[TEXT EXCERPT start]
WITH regard to interiors the entrance hall is naturally first
in order for consideration. The tendency now-a-days
is, quite rightly, towards making the hall less of a
vestibule for mere transit, and more of a living-room. This is
desirable, because it gives the impression of welcome and comfort
the moment one sets foot within the door.

One of the problems to be solved is how to arrange the
principal staircase, giving it due importance and dignity, without its
occupying an excessive amount of the area of the hall itself. For,
of course, an object, capable of so much decorative treatment as
the stairway, must not be relegated to the insignificant dimensions
of a ladder hidden away in a cupboard, as was the custom of early
times. Carrying up the newels to the ceiling so as to connect
them organically and integrally with the timber fitment of the
room, as in the case of the hall at Farnham by Mr. Ansell (page 49),
is an appropriate method and one handsome in effect. Where the
staircase emerges upon the hall a picturesque appearance may be
obtained by a screen running to right and left in line with the
bottom step. In the hall and staircase designed by Mr. Brierley
(page 52) there is a slight interval between stair and screen, so that
a pleasant vista of the stair is afforded through the screenwork.
The latter with two sets of turned balusters, one set above, the
other below a rail or transom, is as simple in design as it is happy
in effect. Another turned baluster screen, shown in the entrance
hall by Mr. Rowntree (page 68), if less symmetrical in plan, is
perhaps better suited to the room, the scale of which is small
compared with the preceding example.
[TEXT EXCERPT end]
• GIVEN TASK: Continue the passage on entrance halls and staircases, starting right after its last sentence.
[DATA EXTRACT start]
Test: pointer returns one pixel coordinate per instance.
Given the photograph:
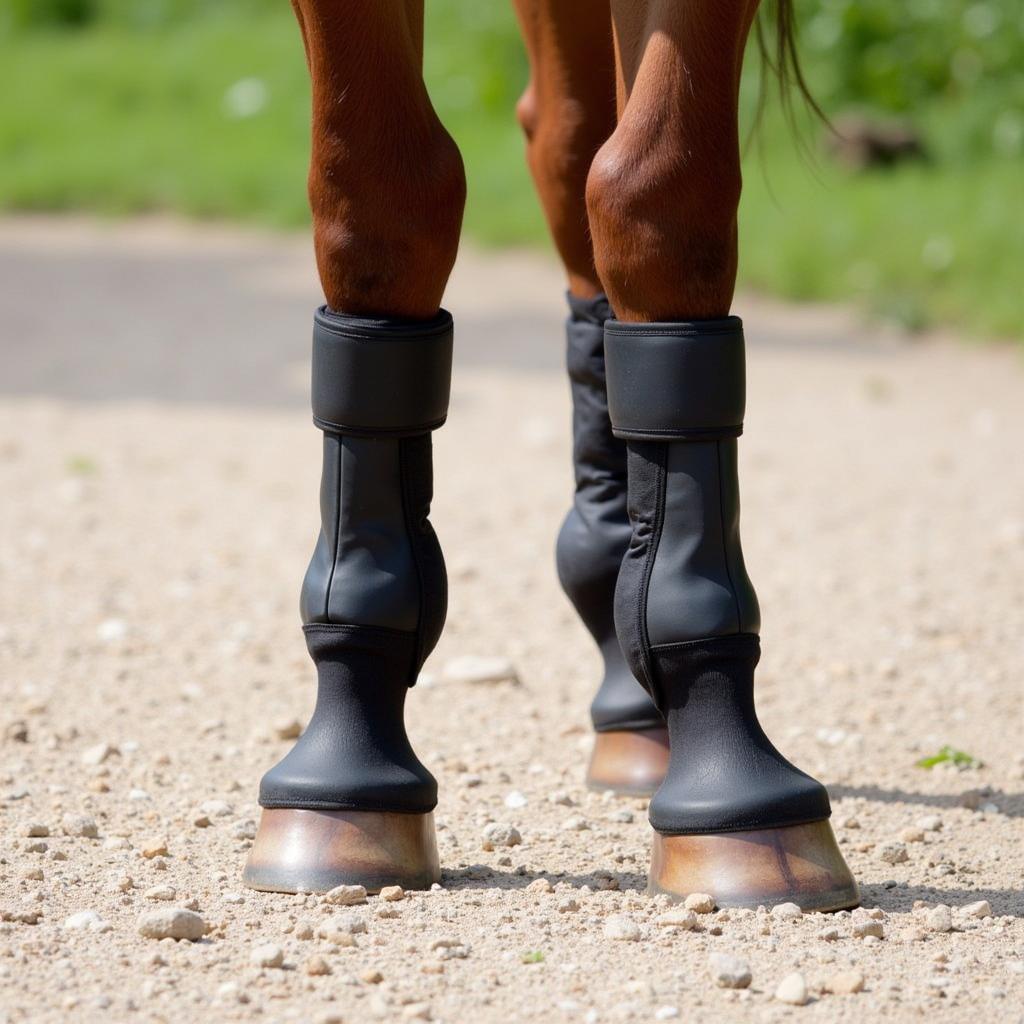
[DATA EXTRACT end]
• TASK ANSWER:
Another satisfactory plan is adopted in Mr. Wickham Jarvis’s
entrance hall (page 55), where it may be noticed that the wood-
work is so contrived that a passage carried over the top of a large
ingle structure, forms a complete homogeneous unit with the latter.
Again, a staircase leading to an upper gallery above the fireplace
is a prominent feature in the hall designed by Messrs. Treadwell
and Martin for a house at Cobham, Surrey (page 74).

Very effective, but, because of the amount of space necessarily
occupied by it, only feasible for large apartments, is the project-
ing structure with ingle-nooks in the library at Bristol (page 50).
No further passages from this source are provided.